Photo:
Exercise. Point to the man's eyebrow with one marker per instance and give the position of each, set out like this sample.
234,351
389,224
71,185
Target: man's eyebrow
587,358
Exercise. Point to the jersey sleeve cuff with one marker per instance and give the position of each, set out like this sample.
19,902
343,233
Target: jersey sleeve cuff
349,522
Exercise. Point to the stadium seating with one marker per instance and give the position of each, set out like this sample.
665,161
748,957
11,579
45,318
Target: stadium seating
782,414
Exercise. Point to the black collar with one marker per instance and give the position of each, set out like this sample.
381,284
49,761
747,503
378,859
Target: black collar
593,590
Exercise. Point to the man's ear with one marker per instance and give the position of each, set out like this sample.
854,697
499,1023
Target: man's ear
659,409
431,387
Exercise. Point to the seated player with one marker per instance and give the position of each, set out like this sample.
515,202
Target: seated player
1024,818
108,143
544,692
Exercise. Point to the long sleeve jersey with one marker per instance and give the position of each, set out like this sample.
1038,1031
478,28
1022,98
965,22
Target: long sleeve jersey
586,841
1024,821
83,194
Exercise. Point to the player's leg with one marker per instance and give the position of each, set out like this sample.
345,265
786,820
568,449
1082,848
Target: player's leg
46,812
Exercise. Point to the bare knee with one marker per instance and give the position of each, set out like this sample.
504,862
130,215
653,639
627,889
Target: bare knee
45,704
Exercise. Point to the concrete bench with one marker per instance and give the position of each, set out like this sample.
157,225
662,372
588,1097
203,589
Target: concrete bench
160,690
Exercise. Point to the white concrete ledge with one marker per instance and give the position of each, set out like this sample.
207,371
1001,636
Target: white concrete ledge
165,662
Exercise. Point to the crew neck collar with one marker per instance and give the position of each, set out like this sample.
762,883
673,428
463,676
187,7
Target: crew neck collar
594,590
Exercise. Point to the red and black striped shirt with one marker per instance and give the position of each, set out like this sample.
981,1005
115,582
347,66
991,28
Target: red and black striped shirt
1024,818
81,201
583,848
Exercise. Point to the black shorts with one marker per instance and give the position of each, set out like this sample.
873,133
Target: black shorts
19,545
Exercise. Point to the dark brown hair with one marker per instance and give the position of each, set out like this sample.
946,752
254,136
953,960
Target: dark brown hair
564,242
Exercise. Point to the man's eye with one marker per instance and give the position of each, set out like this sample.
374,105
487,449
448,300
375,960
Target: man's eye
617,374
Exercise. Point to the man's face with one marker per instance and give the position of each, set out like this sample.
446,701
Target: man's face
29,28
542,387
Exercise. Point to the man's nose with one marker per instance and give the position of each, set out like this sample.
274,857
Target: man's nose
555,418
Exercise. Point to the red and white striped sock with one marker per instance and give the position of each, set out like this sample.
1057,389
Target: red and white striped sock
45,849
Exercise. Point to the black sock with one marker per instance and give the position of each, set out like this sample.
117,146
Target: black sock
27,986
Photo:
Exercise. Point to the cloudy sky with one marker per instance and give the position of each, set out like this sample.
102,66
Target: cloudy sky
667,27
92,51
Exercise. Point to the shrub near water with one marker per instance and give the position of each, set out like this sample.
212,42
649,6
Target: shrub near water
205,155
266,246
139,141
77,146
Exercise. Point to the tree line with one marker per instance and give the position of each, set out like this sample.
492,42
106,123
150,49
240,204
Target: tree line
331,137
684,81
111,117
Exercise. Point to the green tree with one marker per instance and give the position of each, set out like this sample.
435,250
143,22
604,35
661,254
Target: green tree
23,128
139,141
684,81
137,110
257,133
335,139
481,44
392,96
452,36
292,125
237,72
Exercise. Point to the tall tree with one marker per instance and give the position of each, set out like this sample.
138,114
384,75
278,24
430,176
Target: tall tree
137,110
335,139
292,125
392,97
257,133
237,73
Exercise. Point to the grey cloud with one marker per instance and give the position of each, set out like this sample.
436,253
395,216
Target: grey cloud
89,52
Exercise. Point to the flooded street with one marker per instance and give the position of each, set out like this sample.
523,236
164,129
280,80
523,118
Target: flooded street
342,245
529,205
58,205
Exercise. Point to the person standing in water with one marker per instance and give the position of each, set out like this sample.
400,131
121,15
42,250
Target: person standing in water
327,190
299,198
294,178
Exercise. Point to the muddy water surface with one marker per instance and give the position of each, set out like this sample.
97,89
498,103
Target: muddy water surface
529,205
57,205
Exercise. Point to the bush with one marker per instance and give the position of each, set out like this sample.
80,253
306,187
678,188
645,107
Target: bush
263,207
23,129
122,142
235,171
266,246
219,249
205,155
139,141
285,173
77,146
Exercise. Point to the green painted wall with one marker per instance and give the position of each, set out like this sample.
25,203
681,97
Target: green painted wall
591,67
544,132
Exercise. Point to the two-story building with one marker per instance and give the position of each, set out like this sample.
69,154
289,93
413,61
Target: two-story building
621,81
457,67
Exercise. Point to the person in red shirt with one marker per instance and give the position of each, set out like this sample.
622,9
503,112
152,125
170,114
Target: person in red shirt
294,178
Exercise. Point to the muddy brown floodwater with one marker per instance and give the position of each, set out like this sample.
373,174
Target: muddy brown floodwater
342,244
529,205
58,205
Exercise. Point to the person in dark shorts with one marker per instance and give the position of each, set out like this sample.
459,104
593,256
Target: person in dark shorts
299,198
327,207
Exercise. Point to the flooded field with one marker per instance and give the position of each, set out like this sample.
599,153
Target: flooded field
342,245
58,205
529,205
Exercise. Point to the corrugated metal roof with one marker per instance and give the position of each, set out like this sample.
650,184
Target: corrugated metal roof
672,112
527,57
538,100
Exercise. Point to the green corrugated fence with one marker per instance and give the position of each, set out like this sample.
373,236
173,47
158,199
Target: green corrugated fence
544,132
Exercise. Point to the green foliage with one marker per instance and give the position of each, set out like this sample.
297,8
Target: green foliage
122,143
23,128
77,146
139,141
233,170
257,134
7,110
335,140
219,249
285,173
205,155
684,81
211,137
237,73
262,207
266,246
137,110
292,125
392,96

SET EXERCISE:
Return each line of the records above exactly as it reads.

TASK OUTPUT:
Photo:
Exercise. Point to the man's eyebrow with one marker per instance and give the position of each, set out like this sample.
234,351
389,224
71,185
Target: man's eyebrow
587,358
Exercise. Point to the jersey sleeve cuff with one marker per instance and give the position of each, set out like this sample.
19,902
343,233
Target: jersey sleeve cuff
349,522
Exercise. Point to the stadium seating with one marker per instance and give the position of each, set out like this sample.
665,161
748,957
11,579
45,318
Target: stadium seating
782,414
Exercise. Point to the black collar with one marker per instance and give the position of each, set out like this sample.
381,284
49,761
747,503
378,859
Target: black collar
593,590
Exercise. Point to the man's ear with one marker per instance and give the position of each, set out like this sample.
854,697
499,1023
Target: man's ear
659,409
431,387
Exercise. Point to the seated player with one marker per instance and give the position of each, set out like this sample.
515,202
Target: seated player
1024,818
108,143
544,692
Exercise. Point to the long sleeve jersey with one marker per instance and give the position of each, set out like this sample.
1038,1031
478,28
1022,98
965,22
Target: long sleeve jersey
586,841
1024,821
83,194
Exercise. Point to the player's leg with one marker per instance and give the position of each, set out like this sample.
345,265
786,820
568,449
1082,848
Target: player's leg
46,812
Exercise. Point to the bare knee with one marker per instance and give the position of each, set out like this sample.
504,862
130,215
653,639
627,889
Target: bare knee
45,704
Exercise. Point to the concrete bench with one marker per instance and give the position of each, set out like this sample.
157,225
662,372
588,1097
203,589
Target: concrete bench
160,690
Exercise. Point to the white concrete ledge with one marker per instance and give the position of each, set out like this sample.
207,371
1001,636
Target: white concrete ledge
165,662
Exercise. Point to the crew neck collar with one marker per instance and give the position of each, set out like this sample.
762,883
673,428
463,676
187,7
Target: crew neck collar
594,590
Exercise. Point to the red and black striped shirt with one marker per instance and give the position of each, set out like this sample.
981,1005
115,582
347,66
991,28
Target: red and black striped shirt
1024,818
81,201
583,848
Exercise. Point to the black shorts with one marker per instance and give the position of each, set out like this sample.
873,133
Target: black shorts
19,545
Exercise. Point to the dark brown hair with one marker per instance and give the position of each, set out like this sample.
946,752
254,136
953,960
Target: dark brown hair
564,242
Exercise. Point to the man's eye with one marker per instance and give the position of each, set out like this sample.
374,105
487,449
448,300
375,960
Target: man's eye
617,374
Exercise. Point to the man's face with one marker per instance and give the position of each, set out like this sample.
446,701
Target: man's face
29,28
542,387
Exercise. Point to the man's nose with one marker per instance and give the position of each, set out like this sample.
274,857
Target: man's nose
555,418
Exercise. Point to the red and white striped sock with one marker per instance and give the position of each, set out like this sample.
1057,389
Target: red and white striped sock
45,849
Exercise. Point to the black sock with one marker per instance and give the position of each, set out like this sample.
117,146
Target: black sock
27,986
Photo:
Exercise. Point to the cloudy sky with one marker per instance and give the position of each, set out like this sample.
102,66
Target: cloudy sky
667,27
92,51
Exercise. Point to the shrub near water with one marker per instance and give the position of each, set out like this sample.
212,42
649,6
Target: shrub near water
205,155
266,246
139,141
77,146
Exercise. Point to the tree line with one marker per instance and give the position of each, set out like this sample.
492,42
106,123
150,49
240,204
Target: tree line
331,137
684,81
111,117
Exercise. Point to the green tree with one marker per instance and give the position of each, set out like this sample.
435,250
143,22
604,35
661,254
Target: green tree
23,128
139,141
684,81
137,110
257,133
335,139
481,44
392,96
452,36
292,125
237,72
Exercise. Point to the tall tree with one marker per instance and give the position of each, set out like this sample.
138,114
384,75
278,24
430,176
Target: tall tree
137,110
335,139
292,125
392,97
257,133
237,73
Exercise. Point to the grey cloud with one marker per instance and give the position of each, set out like this sample.
436,253
395,216
Target: grey cloud
89,52
Exercise. Point to the flooded street with one marker per instance and give the position of each, set out like this sample.
523,236
164,129
280,80
523,118
Target: flooded street
342,245
529,205
58,205
Exercise. Point to the person standing in water with one marker per instance and give the position of each, set out like this sample.
400,131
121,15
42,250
Target: person standing in water
327,190
299,198
294,178
Exercise. Point to the muddy water surface with one marker per instance and give the position of each, set out like this sample.
97,89
498,103
Target: muddy water surface
529,205
57,205
Exercise. Point to the bush with one marker per instance and give the position of each, set out like this sample.
80,253
306,187
678,188
645,107
Target: bush
263,207
23,129
122,142
235,171
266,246
219,249
205,155
139,141
285,173
77,146
Exercise. Point to the green painted wall with one marker per instance and give the position of each, set out like this sample.
25,203
681,97
Target: green painted wall
591,67
544,132
Exercise. Point to the two-story building with one marker per instance and give the position of each, set out like this sample.
69,154
289,93
413,61
Target: two-story building
621,81
457,67
Exercise. Point to the person in red shirt with one marker per instance and give the position of each, set out like this sample.
622,9
503,112
152,125
170,114
Target: person in red shirt
294,178
Exercise. Point to the muddy brown floodwater with one marker per instance and give the position of each, set out like this sample.
373,174
Target: muddy brown floodwater
342,244
529,205
58,205
Exercise. Point to the person in dark shorts with one marker per instance and give the position of each, set out like this sample.
459,104
593,256
Target: person in dark shorts
299,198
327,207
Exercise. Point to the flooded field with one marker per instance and give the position of each, set out like this sample.
599,153
Target: flooded field
342,245
58,205
529,205
Exercise. Point to the corrugated metal roof with one marker per instance and give the position of each, set out like this sample.
650,184
Target: corrugated metal roof
672,112
527,57
538,100
Exercise. Point to the green corrugated fence with one marker per instance and give the position of each, set out like this sample.
373,236
173,47
158,199
Target: green corrugated fence
544,132
Exercise. Point to the green foliage with one marker per instance and give the position of each, set out like this sample.
297,8
Target: green foliage
122,143
23,128
77,146
139,141
233,170
257,134
7,110
335,140
219,249
285,173
205,155
684,81
211,137
237,73
262,207
266,246
137,110
292,125
392,96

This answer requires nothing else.